> [Entries supplied]

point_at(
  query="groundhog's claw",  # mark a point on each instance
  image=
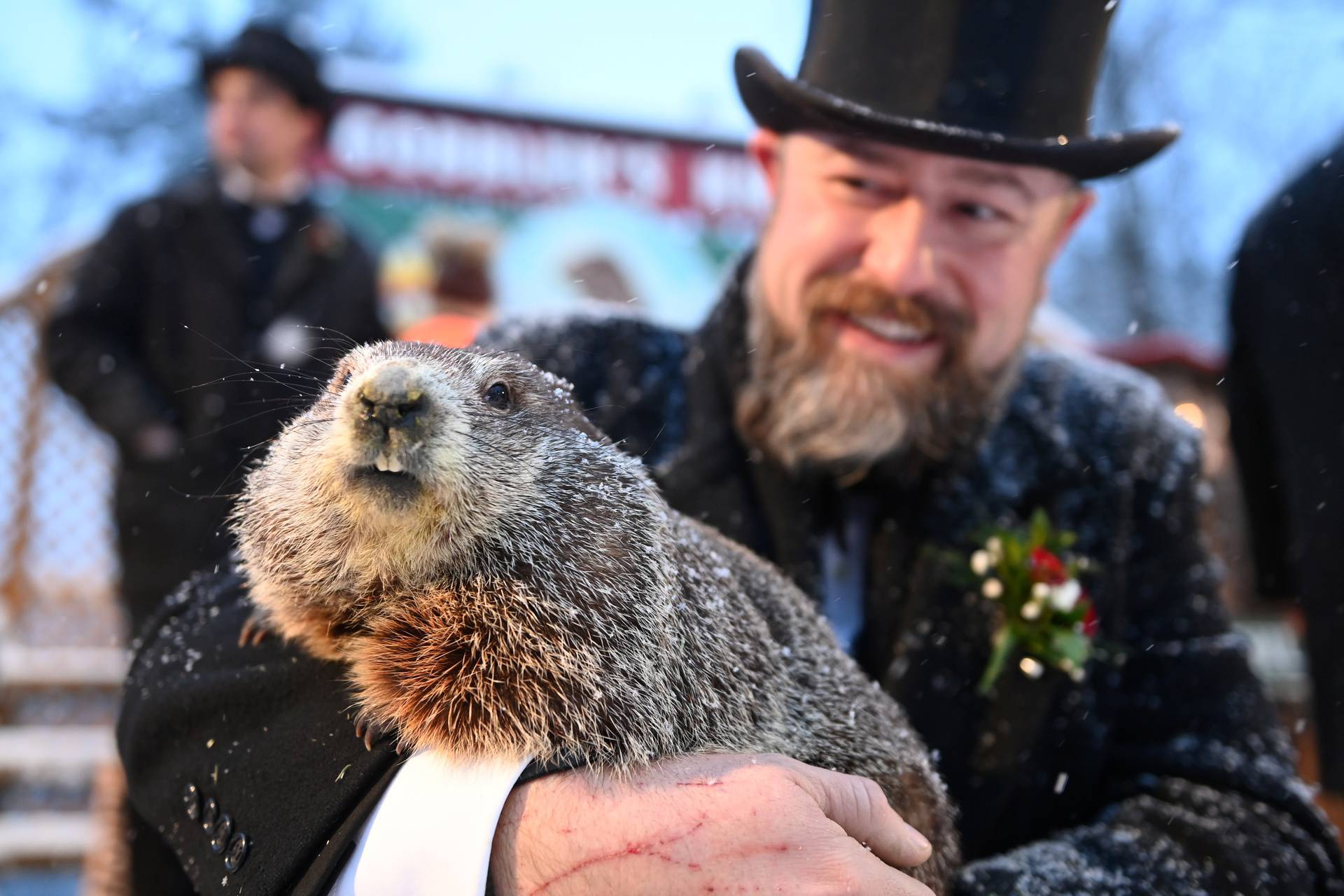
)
==
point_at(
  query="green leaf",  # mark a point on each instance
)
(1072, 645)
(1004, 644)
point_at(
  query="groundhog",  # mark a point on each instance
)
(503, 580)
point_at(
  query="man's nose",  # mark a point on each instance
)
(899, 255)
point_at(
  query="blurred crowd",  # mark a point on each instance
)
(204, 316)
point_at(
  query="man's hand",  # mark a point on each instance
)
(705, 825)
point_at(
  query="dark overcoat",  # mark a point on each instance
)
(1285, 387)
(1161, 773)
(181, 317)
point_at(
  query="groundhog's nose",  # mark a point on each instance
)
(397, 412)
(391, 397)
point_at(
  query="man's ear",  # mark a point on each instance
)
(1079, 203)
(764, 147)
* * *
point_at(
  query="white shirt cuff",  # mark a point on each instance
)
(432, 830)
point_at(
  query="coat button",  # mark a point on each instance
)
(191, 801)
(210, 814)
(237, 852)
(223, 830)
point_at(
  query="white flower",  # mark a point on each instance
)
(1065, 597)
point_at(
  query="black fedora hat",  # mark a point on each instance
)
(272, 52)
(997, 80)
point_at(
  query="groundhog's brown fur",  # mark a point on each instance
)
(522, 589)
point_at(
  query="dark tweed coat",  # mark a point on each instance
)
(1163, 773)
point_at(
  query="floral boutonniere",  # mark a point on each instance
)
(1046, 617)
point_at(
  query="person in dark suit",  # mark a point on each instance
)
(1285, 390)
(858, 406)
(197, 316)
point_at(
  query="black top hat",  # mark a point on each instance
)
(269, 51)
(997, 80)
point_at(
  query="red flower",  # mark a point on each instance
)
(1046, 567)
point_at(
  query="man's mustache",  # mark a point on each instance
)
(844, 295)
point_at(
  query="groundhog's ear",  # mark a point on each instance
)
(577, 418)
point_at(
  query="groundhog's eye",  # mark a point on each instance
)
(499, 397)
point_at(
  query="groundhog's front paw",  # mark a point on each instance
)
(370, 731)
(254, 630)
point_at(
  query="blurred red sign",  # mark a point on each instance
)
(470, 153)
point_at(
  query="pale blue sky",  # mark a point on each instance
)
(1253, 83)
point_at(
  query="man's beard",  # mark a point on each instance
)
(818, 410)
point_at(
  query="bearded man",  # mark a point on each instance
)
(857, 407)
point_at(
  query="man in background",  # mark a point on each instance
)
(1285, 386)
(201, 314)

> [Brief]
Show every line from the rows above that contains the string "white".

> [Answer]
  query="white shirt cuff",  # mark a point on each instance
  query="white flower",  # mark a point on each instance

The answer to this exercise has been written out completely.